** READING PASSAGE **
###

The slippery slope of defunding the arts

James Moore

I take issue with Samian Quazi’s column published Wednesday in The Daily Texan titled, “The questionable value of arts programs.” The unspoken premise underlying Quazi’s argument is that the purpose of education is vocational training; consequently, if a particular academic major does not lead directly to a paycheck, its value is to be questioned.

Of course, if one is aiming for a career in technology or accounting or computing, specific technical training is necessary at the college level. But when did the sole purpose of education become the accumulation of cash? I find it ironic that the fields Quazi mentions as viable — business, law, computer science and medicine — are all rife with corruption and turmoil and seem to possess no ethical center of gravity. When making money is the end of all human endeavor, then we will do whatever it takes to make money in these fields, crossing any and all ethical boundaries.

I for one am tired of “MBA thinking,” or the bottom-line mentality; it is destroying the fabric of our society. If you start by defunding visual and performing arts, then next will come the study of literature and then the humanities at large. Might as well throw out history, too — what jobs can one possibly land with a history degree? Goodbye, philosophy.

What will remain?

The economy and the job market are social constructs and are in their present condition because our society has built them that way. Rather than jettisoning fields of inquiry that explore and enrich human values, we should use our creativity and resources to determine how we can integrate these fields into our lives and our economy in the 21st century.

###

** STORED DATA **
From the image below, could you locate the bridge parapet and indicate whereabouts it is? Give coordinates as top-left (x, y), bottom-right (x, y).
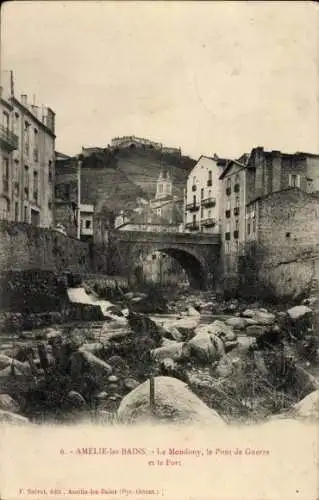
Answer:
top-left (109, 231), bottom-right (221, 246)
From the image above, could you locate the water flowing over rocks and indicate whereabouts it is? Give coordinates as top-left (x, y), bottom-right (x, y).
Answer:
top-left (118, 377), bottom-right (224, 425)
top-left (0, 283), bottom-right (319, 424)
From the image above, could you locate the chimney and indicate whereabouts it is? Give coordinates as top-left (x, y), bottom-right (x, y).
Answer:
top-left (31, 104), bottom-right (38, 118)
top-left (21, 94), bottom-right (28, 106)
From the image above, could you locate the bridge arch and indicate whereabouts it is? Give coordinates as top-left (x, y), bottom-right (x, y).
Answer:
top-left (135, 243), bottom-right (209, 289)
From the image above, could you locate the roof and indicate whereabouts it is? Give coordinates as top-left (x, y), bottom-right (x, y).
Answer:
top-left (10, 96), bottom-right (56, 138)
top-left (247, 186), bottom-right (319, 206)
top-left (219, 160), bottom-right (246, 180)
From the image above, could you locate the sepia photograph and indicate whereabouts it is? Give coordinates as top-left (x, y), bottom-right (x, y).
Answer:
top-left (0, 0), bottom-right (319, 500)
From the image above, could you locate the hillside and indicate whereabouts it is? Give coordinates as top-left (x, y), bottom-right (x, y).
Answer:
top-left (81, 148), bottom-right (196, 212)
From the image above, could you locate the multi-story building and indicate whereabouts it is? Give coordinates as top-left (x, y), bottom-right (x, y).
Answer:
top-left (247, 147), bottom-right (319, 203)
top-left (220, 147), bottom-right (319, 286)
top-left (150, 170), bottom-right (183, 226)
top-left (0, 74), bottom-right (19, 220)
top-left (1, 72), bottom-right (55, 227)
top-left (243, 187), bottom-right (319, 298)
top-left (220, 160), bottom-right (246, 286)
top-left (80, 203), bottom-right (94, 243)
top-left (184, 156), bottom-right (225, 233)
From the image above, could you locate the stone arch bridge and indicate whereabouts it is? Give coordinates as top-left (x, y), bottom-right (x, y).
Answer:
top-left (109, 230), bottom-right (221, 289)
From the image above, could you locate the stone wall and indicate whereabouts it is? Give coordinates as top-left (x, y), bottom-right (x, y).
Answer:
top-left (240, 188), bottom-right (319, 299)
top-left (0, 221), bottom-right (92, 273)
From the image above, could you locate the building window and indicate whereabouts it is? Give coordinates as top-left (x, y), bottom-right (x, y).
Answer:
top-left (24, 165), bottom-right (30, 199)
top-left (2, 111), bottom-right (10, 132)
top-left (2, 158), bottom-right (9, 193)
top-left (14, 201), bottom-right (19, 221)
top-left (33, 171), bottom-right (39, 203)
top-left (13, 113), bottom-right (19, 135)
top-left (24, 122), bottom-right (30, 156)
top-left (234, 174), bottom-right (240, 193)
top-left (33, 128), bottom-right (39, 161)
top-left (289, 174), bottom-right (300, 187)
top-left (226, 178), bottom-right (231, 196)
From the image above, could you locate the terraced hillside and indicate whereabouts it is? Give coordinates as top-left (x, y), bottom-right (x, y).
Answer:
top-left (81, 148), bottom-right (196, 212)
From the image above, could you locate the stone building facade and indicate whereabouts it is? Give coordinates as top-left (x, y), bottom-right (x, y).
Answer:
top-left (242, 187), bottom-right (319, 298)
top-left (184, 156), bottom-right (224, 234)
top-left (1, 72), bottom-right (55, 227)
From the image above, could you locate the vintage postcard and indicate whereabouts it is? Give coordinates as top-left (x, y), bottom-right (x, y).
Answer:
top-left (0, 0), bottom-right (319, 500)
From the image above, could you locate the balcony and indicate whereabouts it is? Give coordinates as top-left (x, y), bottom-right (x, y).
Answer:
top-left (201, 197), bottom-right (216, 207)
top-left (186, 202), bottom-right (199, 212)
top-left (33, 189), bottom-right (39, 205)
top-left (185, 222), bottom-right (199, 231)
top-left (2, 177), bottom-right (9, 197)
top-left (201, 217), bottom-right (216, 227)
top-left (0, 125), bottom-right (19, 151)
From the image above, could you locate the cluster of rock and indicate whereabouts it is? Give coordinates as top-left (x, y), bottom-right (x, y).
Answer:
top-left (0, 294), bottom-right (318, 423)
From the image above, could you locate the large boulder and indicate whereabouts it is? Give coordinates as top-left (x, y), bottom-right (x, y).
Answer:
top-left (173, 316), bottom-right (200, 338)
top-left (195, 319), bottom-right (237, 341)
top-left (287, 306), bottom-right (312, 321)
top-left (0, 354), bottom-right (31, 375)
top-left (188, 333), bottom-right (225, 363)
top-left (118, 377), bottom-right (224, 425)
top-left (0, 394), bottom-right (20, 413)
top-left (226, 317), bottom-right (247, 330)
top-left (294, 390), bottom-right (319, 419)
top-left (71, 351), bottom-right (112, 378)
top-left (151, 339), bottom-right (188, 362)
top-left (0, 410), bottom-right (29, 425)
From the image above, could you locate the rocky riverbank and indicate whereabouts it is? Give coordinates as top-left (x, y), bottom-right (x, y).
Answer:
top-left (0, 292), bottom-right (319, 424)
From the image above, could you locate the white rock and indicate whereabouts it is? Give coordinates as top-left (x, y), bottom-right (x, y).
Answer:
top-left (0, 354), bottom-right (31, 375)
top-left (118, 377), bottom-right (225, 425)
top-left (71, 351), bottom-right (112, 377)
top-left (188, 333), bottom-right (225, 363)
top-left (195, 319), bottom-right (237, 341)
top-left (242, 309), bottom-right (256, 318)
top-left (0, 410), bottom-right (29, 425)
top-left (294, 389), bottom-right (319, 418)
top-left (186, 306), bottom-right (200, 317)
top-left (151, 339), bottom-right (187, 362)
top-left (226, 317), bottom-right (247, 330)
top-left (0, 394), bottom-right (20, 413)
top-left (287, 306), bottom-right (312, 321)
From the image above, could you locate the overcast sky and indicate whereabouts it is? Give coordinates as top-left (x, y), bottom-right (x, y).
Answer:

###

** REQUIRED ACTION **
Copy out the entire opinion piece on defunding the arts above, word for word.

** ANSWER FOR THE TASK **
The slippery slope of defunding the arts

James Moore

I take issue with Samian Quazi’s column published Wednesday in The Daily Texan titled, “The questionable value of arts programs.” The unspoken premise underlying Quazi’s argument is that the purpose of education is vocational training; consequently, if a particular academic major does not lead directly to a paycheck, its value is to be questioned.

Of course, if one is aiming for a career in technology or accounting or computing, specific technical training is necessary at the college level. But when did the sole purpose of education become the accumulation of cash? I find it ironic that the fields Quazi mentions as viable — business, law, computer science and medicine — are all rife with corruption and turmoil and seem to possess no ethical center of gravity. When making money is the end of all human endeavor, then we will do whatever it takes to make money in these fields, crossing any and all ethical boundaries.

I for one am tired of “MBA thinking,” or the bottom-line mentality; it is destroying the fabric of our society. If you start by defunding visual and performing arts, then next will come the study of literature and then the humanities at large. Might as well throw out history, too — what jobs can one possibly land with a history degree? Goodbye, philosophy.

What will remain?

The economy and the job market are social constructs and are in their present condition because our society has built them that way. Rather than jettisoning fields of inquiry that explore and enrich human values, we should use our creativity and resources to determine how we can integrate these fields into our lives and our economy in the 21st century.